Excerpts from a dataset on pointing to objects
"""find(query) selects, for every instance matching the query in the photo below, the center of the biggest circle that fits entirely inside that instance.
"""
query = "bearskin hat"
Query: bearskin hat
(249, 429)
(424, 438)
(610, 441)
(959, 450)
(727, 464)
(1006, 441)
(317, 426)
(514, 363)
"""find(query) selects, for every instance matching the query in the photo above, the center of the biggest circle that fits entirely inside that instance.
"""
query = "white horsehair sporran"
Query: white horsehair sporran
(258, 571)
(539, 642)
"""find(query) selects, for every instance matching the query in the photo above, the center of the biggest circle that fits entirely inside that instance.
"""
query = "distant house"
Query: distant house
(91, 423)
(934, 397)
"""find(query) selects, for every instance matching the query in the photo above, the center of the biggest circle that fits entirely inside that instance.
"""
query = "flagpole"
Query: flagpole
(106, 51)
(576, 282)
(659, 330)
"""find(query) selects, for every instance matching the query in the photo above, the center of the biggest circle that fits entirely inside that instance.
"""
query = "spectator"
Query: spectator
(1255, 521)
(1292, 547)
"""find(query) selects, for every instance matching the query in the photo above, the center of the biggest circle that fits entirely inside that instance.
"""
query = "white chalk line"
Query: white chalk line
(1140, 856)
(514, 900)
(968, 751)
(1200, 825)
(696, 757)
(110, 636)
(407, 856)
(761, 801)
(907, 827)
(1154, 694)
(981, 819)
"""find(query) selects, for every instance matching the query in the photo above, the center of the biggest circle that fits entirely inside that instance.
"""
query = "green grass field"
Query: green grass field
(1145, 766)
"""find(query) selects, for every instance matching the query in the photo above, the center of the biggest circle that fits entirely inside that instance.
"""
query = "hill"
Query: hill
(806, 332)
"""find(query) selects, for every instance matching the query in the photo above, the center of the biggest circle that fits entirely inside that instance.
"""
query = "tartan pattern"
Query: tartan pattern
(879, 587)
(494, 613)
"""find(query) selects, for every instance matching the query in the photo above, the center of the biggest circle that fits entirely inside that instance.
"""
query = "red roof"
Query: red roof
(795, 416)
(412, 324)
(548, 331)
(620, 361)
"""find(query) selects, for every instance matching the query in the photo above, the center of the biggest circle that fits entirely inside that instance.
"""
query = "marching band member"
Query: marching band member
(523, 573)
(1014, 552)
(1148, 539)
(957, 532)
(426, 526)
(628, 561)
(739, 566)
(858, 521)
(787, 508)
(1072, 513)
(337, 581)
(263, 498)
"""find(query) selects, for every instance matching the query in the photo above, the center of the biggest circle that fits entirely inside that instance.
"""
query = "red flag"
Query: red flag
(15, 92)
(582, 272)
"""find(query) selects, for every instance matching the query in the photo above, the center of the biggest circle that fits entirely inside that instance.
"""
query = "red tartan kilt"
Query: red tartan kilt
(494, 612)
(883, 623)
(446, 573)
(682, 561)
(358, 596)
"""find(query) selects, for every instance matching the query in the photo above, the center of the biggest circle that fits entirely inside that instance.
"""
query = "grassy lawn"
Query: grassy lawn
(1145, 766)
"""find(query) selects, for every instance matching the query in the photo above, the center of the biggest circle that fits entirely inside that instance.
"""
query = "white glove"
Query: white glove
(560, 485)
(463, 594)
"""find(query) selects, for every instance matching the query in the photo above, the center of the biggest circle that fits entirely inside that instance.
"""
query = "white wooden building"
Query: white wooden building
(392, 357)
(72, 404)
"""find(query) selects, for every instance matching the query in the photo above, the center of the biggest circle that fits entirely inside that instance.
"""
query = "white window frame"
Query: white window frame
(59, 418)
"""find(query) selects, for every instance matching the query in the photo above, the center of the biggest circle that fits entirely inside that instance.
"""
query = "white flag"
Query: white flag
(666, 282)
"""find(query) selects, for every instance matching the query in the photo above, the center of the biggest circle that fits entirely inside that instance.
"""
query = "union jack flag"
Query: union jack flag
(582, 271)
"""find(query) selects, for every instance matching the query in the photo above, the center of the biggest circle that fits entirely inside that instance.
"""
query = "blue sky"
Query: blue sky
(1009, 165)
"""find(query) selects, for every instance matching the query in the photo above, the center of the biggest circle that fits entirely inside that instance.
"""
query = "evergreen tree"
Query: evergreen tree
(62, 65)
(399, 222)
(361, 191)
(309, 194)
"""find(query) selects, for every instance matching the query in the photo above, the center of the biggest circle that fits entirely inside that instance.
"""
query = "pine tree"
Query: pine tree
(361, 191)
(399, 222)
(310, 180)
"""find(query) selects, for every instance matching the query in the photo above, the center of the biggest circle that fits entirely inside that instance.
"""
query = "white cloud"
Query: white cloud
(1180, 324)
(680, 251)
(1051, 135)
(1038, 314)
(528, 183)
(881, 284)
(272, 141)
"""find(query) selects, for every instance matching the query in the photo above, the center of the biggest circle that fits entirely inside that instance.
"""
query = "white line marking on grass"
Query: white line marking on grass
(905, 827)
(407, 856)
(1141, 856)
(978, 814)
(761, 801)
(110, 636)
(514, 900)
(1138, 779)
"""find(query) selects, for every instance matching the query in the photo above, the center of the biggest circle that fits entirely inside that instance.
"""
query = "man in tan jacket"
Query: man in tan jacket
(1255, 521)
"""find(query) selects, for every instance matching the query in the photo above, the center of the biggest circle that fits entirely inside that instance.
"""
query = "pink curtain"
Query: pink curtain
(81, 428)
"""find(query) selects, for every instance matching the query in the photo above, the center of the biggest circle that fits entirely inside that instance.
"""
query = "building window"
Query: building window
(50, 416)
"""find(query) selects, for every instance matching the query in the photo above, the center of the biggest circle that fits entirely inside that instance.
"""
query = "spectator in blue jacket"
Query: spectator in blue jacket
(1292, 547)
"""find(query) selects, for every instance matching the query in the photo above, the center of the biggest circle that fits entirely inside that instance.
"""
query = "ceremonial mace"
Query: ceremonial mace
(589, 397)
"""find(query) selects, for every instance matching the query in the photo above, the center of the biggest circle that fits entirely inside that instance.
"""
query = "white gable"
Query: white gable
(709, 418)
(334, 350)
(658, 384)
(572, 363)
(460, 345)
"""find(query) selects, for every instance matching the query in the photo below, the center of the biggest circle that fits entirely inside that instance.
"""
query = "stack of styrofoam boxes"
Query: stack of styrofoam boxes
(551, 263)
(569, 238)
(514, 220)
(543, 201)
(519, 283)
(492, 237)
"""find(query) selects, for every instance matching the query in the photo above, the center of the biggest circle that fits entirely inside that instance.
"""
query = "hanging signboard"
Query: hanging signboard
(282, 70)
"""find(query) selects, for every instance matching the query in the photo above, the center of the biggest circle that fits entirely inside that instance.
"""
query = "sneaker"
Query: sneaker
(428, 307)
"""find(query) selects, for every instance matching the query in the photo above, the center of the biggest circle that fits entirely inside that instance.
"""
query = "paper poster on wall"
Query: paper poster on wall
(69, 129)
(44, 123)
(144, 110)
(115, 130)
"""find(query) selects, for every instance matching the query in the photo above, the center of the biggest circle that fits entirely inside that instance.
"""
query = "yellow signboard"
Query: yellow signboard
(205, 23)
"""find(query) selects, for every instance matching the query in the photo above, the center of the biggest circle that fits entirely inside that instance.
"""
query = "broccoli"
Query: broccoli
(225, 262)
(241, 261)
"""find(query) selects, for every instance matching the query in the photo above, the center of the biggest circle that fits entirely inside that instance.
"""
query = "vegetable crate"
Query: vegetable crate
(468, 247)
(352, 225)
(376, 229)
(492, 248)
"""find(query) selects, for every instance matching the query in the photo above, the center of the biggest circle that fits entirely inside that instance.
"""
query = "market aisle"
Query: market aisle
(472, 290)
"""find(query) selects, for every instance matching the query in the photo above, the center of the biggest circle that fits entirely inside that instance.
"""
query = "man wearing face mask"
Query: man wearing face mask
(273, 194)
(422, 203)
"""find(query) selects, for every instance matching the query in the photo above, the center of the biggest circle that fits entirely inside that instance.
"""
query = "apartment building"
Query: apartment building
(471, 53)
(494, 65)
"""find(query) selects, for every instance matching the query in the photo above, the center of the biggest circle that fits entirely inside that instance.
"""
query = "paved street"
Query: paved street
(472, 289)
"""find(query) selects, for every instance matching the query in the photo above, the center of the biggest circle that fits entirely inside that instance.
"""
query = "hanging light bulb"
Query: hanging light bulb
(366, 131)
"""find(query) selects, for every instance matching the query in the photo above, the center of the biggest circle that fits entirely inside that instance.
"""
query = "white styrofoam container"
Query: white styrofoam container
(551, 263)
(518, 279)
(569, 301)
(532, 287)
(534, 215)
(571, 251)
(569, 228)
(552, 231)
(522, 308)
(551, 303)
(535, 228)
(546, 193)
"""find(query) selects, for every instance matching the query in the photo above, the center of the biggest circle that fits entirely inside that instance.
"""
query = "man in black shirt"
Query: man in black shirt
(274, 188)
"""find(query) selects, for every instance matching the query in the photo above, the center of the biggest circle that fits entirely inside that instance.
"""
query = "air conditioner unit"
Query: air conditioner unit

WRITTEN EXERCISE
Pull out every line of the listing above that contains the string "cloud", matching case exactly.

RESULT FOR THIS EXERCISE
query = "white cloud"
Query: white cloud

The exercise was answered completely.